| Text section |
--- START ---

By Anne-Marie Bissada - RFI
Egypt REUTERSAmr Abdallah Dalsh
FEB 1, 2020 LISTEN
REUTERS/Amr Abdallah Dalsh

Despite a ban on female-genital mutilation (FGM) in Egypt, a 12-year-old girl has died following complications from the procedure, prompting officials to arrest her parents and the physician.

Nada Hassan Abdel Maqsoud was taken to a clinic in Manflout, in the Upper Egyptian governorate of Assyut, by her parents and other family members.

She died soon after the procedure from complications.

According to an investigation reported by local media, the procedure was performed without anaesthesia and the 70-year-old doctor who carried out the operation was not a qualified surgeon.

What is FGM
The World Health Organisation defines FGM as: "All procedures that involve partial or total removal of the female external genitalia or other injury to the female genital organs for non-medical reasons."

It is considered a human rights violation, torture and extreme form of violence and discrimination against girls and women.

Egypt has the highest rate of FGM across the Middle East and the fourth highest across Africa.

Criminal offense
In 2008, FGM was made into a misdemeanor for the first time following the death of a 12-year-old girl called 'Badour Shakour' in Minya governorate.

The practice was officially banned by parliament despite strong opposition from many traditional law-makers.

Changes were made to legislation in 2016 making it a felony following the death of 17-year-old Maya Mohammed Moussa in May 2016.

“If a family member is found guilty, he or she will go to jail for a year or two years. If it is a physician, it is up to seven years,” said Reda Eldanbouki, a human rights lawyer and executive director of the Women's Centre for Guidance and Legal Awareness in Mansoura, Egypt.

--- END ---

Data items:
--- START ---

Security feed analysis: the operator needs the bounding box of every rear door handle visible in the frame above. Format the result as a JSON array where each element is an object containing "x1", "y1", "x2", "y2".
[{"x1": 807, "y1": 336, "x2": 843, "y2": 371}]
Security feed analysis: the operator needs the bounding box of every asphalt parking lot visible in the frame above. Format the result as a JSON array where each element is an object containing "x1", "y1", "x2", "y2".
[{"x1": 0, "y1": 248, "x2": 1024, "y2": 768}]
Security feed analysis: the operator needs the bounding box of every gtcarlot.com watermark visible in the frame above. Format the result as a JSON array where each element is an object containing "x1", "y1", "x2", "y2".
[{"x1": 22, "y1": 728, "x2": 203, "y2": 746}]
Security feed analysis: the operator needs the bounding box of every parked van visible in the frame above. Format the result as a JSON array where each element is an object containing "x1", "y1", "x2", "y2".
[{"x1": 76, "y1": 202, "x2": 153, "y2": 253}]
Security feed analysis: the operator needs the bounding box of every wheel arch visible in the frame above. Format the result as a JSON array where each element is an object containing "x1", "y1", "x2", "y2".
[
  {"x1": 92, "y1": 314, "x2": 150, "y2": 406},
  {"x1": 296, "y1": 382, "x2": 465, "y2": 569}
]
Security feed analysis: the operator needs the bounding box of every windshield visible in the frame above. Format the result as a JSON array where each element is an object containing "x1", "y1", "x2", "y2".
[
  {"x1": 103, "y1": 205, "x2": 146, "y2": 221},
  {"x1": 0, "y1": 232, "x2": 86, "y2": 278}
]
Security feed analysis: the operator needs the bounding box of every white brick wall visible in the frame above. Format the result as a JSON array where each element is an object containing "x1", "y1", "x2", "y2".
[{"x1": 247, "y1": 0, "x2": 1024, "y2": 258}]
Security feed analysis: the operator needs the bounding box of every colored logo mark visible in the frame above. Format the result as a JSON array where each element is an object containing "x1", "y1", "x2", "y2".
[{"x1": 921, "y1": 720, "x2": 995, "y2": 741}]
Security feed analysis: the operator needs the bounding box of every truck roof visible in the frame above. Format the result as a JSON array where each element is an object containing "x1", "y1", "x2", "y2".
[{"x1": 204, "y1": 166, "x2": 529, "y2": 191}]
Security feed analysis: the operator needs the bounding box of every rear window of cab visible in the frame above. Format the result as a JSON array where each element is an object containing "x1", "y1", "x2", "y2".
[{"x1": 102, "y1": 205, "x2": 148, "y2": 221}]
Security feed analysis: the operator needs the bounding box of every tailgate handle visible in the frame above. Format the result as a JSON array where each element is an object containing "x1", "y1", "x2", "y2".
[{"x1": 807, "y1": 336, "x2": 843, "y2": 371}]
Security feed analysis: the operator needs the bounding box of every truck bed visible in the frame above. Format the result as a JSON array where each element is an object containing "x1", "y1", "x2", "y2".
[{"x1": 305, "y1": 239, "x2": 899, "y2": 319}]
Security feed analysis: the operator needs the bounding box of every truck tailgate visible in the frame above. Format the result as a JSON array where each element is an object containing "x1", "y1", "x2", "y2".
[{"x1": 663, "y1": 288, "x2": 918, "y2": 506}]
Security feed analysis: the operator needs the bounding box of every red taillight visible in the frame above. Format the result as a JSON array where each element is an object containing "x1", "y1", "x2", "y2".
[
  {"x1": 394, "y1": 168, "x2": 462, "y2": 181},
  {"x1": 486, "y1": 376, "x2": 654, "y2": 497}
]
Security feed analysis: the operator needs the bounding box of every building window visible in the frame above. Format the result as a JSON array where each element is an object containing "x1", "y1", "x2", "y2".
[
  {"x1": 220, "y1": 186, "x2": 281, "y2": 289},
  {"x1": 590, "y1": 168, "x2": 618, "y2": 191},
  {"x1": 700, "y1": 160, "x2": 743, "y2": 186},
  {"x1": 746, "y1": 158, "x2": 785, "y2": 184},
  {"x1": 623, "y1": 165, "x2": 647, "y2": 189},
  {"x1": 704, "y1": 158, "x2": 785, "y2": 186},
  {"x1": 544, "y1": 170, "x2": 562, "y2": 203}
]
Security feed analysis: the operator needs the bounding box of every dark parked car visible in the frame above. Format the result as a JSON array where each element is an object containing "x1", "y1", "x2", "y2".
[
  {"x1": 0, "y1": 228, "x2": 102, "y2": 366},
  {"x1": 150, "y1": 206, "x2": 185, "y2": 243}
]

--- END ---

Can you carry on the article about the 12-year-old girl's death from female genital mutilation in Egypt from where it stops? You can set the entries aside; nothing here depends on them.

Laws and impunity
To get around that ban, many private practices have opened up outside the national health services.

People take their daughters to these clinics often to seek the advice of these doctors that are likely to say anything to get paid, calling it "medically required circumcision" added Eldanbouki.

They often charge 1,400 Egyptian pounds, about 80 euros for the procedure, one mother told RFI who had her daughter circumcised in a clinic.

Despite laws against FGM, doctors are rarely prosecuted. In one case in Ismailia the judge sentenced a physician to a year in prison but never imposed it.

Efforts to stop FGM
NGOs such as the one run by Eldanbouki try to spread information to those who still follow the deep-rooted tradition of FGM.

He says that Maqsoud's death highlights the fact that more needs to be done to entrench the law.

“We hold workshops to make people aware," Eldanbouki added. "And each workshop has around 25 women. So more and more, I am optimistic that eventually the world will also be on board to end FGM."